**DIRECTION A:**
According to the text on capturing Web pages to PDF, why should the Levels field box be set to 1 on a first attempt?
**DIRECTION B:**
Extend the text on capturing Web pages to PDF, picking up after its last sentence.

Capturing Web Pages to PDF
To begin capturing Web pages, select From Web Page in the Create PDF task button pull-down menu, click the Create PDF from Web Page tool, or choose File >> Create PDF >> From Web Page. The Create PDF from Web Page dialog box opens.
In the Create PDF from Web Page dialog box, various settings determine many different attributes for how a Web page is converted to PDF and how it appears in the Acrobat Document pane. The first level of controls is handled in the Create PDF from Web Page dialog box.
Additional buttons in this dialog box open other dialog boxes where you apply many more settings. If this is your first attempt at capturing a Web page, then leave the default values in the dialog box, and supply a URL in the URL field box. Click the Create button and watch the page appear in Acrobat.
Be certain the Levels field box is set to 1 on your first attempt. Entering any other value may keep you waiting for some time depending on how many pages download from additional levels.
Depending on the site, the number of different links from the site to other URLs, and the structure of the HTML pages, you often need to wade through the maze of dialog boxes that control settings for the PDF conversion from the HTML files. You don’t need to memorize all of these settings, but just use the following section as a reference when you capture Web pages.
The controls available to you in the Open Web Page dialog box begin with the URL you supplied in the Create PDF from Web Page dialog box when downloading the first Web page. This URL determines the site where the pages, which are converted, are hosted. After you enter the URL, the remaining selections you need to set include:
- Get only x levels. Appended pages can contain more than one level. The URL link may go to another site hosted on another server or stay on the same server. Select the levels to be downloaded by clicking the up or down arrows or entering a numeric value in the field box.
- Get Entire Site. When you select this radio button, all levels on the Web site are downloaded.
- Stay on same path. When this option is enabled, all documents are confined to the directory path under the selected URL.
- Stay on same server. Links made to other servers are not downloaded when this option is enabled. n Create. When you’re ready to convert Web pages from the site identified in the URL field box, click the Create button.
- Browse. Selecting this button enables you to capture a Web site residing on your computer or network server. Click Browse to open a navigation dialog box where you can find the directory where HTML pages are stored and capture the pages.
- Settings. Click this button to make choices for the conversion options.
An alternative to using the Create from Web Page dialog box for a single Web page stored locally on your computer is to use drag and drop. Select the HTML document to convert to PDF and drag it to the top of the Acrobat window or program icon. If you have multiple HTML files to convert, you can also use the Create From Multiple Files menu command.
Although it may not be entirely practical, Web designers who are more comfortable with WYSIWYG (What You See Is What You Get) HTML editors than layout applications may find that creating layout assemblies in their favorite editor is beneficial. You can’t get control over image sampling, but you can achieve a layout for screen display.

[Raw records]
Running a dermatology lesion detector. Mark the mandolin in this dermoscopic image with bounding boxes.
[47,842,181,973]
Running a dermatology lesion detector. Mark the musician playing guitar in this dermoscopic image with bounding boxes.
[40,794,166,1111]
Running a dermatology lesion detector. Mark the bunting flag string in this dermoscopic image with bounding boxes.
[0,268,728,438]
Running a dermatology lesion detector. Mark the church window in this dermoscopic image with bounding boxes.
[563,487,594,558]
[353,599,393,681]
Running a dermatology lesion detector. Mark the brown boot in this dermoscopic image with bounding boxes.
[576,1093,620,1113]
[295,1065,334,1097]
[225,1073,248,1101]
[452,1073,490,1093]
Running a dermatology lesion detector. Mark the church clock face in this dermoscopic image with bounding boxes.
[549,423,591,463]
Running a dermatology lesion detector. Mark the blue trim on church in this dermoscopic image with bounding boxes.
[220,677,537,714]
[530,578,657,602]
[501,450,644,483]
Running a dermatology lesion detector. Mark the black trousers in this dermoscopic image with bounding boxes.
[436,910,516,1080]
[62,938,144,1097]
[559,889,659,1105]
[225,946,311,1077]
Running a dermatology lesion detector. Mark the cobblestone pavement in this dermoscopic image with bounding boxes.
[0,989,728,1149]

...

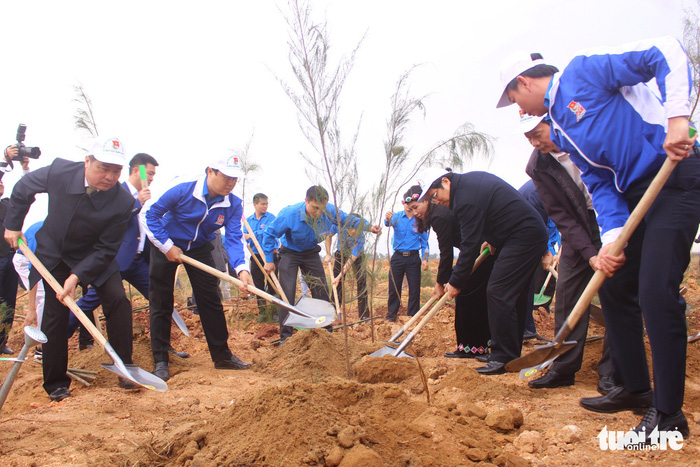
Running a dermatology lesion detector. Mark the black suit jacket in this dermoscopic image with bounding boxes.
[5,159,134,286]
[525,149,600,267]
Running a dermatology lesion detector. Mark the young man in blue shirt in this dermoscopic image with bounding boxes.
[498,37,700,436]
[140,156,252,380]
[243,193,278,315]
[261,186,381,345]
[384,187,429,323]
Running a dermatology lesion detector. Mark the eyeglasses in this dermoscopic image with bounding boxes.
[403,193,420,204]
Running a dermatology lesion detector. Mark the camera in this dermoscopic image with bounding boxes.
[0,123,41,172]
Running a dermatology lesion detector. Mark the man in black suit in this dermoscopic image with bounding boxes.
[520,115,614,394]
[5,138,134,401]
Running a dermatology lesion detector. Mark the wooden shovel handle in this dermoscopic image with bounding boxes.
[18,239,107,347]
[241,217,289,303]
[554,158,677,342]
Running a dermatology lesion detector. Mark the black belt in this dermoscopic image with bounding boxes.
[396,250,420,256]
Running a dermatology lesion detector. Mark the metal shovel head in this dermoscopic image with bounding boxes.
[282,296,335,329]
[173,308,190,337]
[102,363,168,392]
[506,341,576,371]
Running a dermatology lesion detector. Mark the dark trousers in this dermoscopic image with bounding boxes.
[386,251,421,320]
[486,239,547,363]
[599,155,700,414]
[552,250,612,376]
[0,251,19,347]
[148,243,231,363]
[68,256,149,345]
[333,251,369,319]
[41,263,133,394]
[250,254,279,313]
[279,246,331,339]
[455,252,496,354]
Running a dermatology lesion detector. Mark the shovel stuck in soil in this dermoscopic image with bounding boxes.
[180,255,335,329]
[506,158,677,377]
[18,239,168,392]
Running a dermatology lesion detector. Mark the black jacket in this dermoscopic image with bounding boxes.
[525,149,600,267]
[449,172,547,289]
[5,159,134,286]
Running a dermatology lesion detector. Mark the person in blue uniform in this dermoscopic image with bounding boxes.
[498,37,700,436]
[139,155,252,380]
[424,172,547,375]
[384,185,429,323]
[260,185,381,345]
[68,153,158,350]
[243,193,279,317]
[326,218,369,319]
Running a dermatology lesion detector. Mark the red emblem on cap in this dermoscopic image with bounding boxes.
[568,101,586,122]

**RESULT A:**
Any other value may leave you waiting for some time, because the wait depends on how many pages download from the additional levels.

**RESULT B:**
Create the layout in a program such as Adobe GoLive, Microsoft FrontPage, or Macromedia Dreamweaver. When you’re finished with the pages, launch Acrobat and select Create PDF from Web Page. Click the Browse button in the Create PDF from Web Page dialog box and navigate to your HTML files.
Click the Create button to convert your pages to PDF. You can send these pages as an e-mail attachment to a colleague or print them to your desktop printer. It may sound a little crazy, but some people just don’t like to leave familiar ground.
Even though you may browse to a folder on your hard drive and convert a local Web site to PDF, any external links launch your Internet connection and capture pages on another site. If you want only local pages converted, be certain to click the Stay on same server button in the Create PDF from Web Page dialog box.
Clicking the Settings button in the Create PDF from Web Page dialog box opens the Web Page Conversion Settings dialog box, which has two tabs on which you supply file conversion attributes and page layout settings. The General tab deals with the file attribute settings.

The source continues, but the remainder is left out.